DOCUMENT SECTION ->
# August Goose season



## bluebill7 (Jan 16, 2010)

Hello all north dakota residents! Myself and 2 others 24, and 29 year old passionate male hunters will be coming through nodak on the 14th of august. We were discussing things with our film crew for the upcoming season and realized that there was a goose season that opened on the 15th. We figured we would put this messge up and see if there was anyone out there that would like to take us and our crew out. We will be coming direct from the dave smith decoy factory in oregan. If u do not have any decoys! No problem!!! At the time we will have 180 of the new ace dsds full body canadas. Along with dogs, trailer and all the other gear! Another added benifit would be that our entire 2 to 3 days of hunting together would all be filmed! We are all from calgary alberta and very experienced and easy to get along with hunters! If interested please PM with your location. And any other info or questions you have! Thanks for your time!


----------



## pheasants (Oct 5, 2009)

Is this August season a for sure? I have looked all over the ND game and fish website and cant see anything for this year!


----------



## drakespanker12 (Aug 28, 2006)

It Opens on the 14th, just called out to Bismark yesterday and asked them


----------



## pheasants (Oct 5, 2009)

Did u ask if same limits and regs?


----------



## drakespanker12 (Aug 28, 2006)

no i did not but i'm guessing they haven't changed any


----------



## goosehunternd (Mar 10, 2006)

I talked to ND game and fish today and was told season opens Aug. 15th


----------



## CuppedAndComitted (Mar 3, 2007)

So what date is it???!!!! Does anyone know for sure? Its less than a month away...people have jobs and need to plan ahead. Sorry to come off like a prick but man this is starting to get a little frustrating.


----------



## TL1FAAT (Apr 16, 2009)

Fargo Scheels said the 15th...


----------



## drakespanker12 (Aug 28, 2006)

after that qoute on the 15th i called them again this afternoon an i was told for the second time that it opens on the 14th.....


----------



## bowhunter09 (Jan 25, 2009)

CuppedAndComitted said:


> So what date is it???!!!! Does anyone know for sure? Its less than a month away...people have jobs and need to plan ahead. Sorry to come off like a prick but man this is starting to get a little frustrating.


If you want to know so bad call the DNR yourself, sorry but its your own responsibility to find out yourself :beer:


----------



## bowhunter09 (Jan 25, 2009)

Well I thought this was easy to check but here ya go

1. Season Dates, Times, Open Areas
Open Area: Statewide
Opens: August 15 Closes: September 15 (Except in Missouri River Zone)
Daily Limit: 5
Possession Limit: 10
Shooting Hours: 30 minutes before sunrise to sunset

Missouri River Canada Goose Zone
Open Area: See map below
Opens: August 15 Closes: September 7
Daily Limit: 5
Possession Limit: 10
Shooting Hours: 30 minutes before sunrise to sunset


----------



## nodakoutdoors.com (Feb 27, 2002)

PARTS OF THE EXERCISE ->
a - Answer these from the goose season thread, one line each:
(i) How many full-body Canada decoys does bluebill7 say the group will have with them?
(ii) What opening date does TL1FAAT report from Fargo Scheels?
(iii) What daily limit is listed for the Missouri River Canada Goose Zone?
b - In the goose season thread, list every field label in bowhunter09's statewide season listing, the section that begins "Open Area: Statewide".

DATASET CONTENT ->
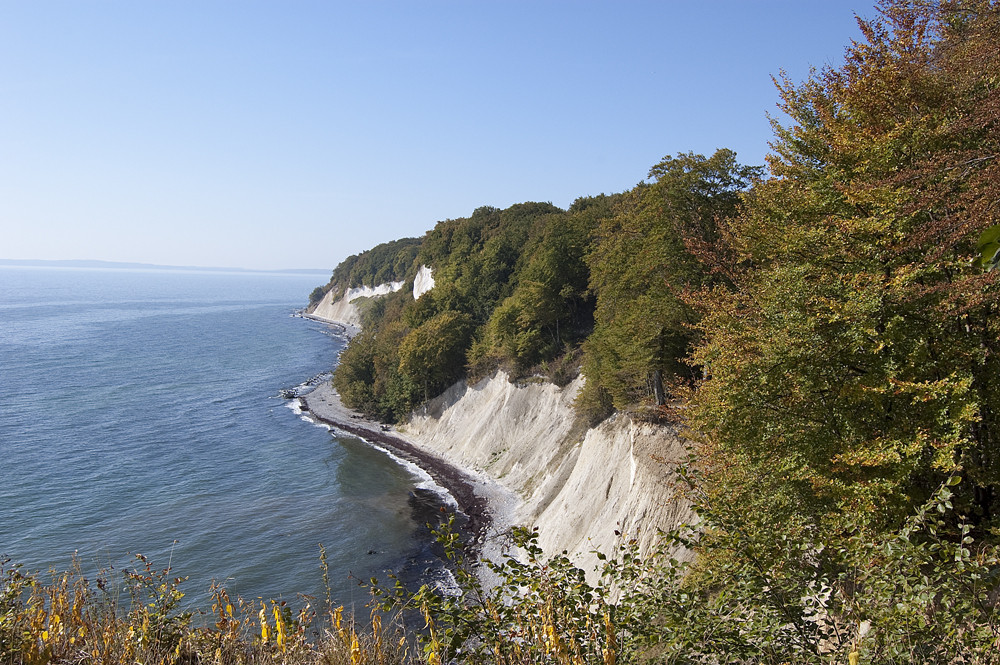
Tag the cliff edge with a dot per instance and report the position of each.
(577, 485)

RESPONSES PER TASK ->
a -
(i) 180
(ii) The 15th
(iii) 5

b - Open Area, Opens, Closes, Daily Limit, Possession Limit, Shooting Hours